_READING TEXT_
************
NO SHIRT, NO SHOES, NO SERVICE
Waiter: ahem *points to sign*
Me: oh that’s fine, I’m not ordering anything
God grant me the audacity of my 7 year old who lost a tooth this morning and then asked me if the tooth fairy would give her a tenner because she yanked it out herself.
interviewer: we like to think of ourselves as a family. we like to have fun.
me: well, which is it?
co-worker: congratulations on getting engaged, do you have a date for the wedding?
me [an idiot]: yes my fiancee.
I prefer my cornbread like I do my jokes: Corny and on the dry side.
Neighbor: Do you want to see our new baby?
Me: I didn’t even want to see the old one
Me: pick and choose your battle.
My son: I choose every battle.
My 6-year-old is sick with a cough, so I told him gargling with warm salt water can help. He looked at me & said, “I’m NOT going all the way to the ocean right now.”
************
_GIVEN INFORMATION_
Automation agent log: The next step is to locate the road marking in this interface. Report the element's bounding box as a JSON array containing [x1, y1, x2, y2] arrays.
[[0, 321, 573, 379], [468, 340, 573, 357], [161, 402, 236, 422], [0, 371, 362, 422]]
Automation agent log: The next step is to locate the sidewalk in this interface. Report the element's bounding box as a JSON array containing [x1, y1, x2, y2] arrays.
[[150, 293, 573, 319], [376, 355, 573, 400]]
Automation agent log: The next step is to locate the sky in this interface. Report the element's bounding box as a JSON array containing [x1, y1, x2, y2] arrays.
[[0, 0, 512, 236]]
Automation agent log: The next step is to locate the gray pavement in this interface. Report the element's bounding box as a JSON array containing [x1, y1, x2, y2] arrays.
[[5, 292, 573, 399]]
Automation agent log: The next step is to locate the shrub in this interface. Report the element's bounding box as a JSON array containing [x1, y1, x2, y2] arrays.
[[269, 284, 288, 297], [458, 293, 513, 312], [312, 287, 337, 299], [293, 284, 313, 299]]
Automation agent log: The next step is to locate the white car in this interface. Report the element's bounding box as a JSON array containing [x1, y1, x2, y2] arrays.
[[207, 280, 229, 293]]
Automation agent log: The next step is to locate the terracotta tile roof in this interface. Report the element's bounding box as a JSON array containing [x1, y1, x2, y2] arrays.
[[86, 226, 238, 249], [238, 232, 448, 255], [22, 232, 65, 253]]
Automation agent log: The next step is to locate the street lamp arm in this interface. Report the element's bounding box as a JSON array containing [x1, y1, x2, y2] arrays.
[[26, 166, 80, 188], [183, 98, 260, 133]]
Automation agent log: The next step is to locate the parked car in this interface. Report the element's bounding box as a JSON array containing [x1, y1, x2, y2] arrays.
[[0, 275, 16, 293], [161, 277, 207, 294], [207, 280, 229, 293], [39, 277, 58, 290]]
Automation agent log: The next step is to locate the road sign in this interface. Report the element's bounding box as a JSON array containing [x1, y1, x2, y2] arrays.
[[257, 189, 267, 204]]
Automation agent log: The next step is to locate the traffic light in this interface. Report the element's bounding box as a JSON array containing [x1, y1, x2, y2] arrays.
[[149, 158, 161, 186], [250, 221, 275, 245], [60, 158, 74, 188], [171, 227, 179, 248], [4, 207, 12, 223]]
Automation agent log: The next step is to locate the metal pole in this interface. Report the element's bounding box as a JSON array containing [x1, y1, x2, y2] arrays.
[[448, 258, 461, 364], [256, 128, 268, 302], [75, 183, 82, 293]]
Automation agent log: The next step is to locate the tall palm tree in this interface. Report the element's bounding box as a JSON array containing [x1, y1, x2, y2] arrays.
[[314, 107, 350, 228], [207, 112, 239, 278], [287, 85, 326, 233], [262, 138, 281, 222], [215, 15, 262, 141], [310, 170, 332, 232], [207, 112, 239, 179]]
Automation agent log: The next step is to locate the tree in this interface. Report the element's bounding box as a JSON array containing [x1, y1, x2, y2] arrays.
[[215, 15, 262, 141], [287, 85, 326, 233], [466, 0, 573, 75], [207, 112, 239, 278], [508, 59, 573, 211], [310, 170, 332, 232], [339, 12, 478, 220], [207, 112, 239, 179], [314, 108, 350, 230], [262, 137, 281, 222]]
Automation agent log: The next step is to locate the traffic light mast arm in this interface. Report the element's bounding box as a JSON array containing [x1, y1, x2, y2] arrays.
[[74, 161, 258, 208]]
************
_TASKS TO COMPLETE_
1. In the jokes, what reason does the 6-year-old give for refusing to gargle with warm salt water?
2. Repeat the part of the jokes that opens with the words "NO SHIRT, NO" and closes with "which is it?".
This data comes from a different source than the jokes.

_EXERCISE SOLUTIONS_
1. He says he's not going all the way to the ocean right now.

2.
NO SHIRT, NO SHOES, NO SERVICE
Waiter: ahem *points to sign*
Me: oh that’s fine, I’m not ordering anything
God grant me the audacity of my 7 year old who lost a tooth this morning and then asked me if the tooth fairy would give her a tenner because she yanked it out herself.
interviewer: we like to think of ourselves as a family. we like to have fun.
me: well, which is it?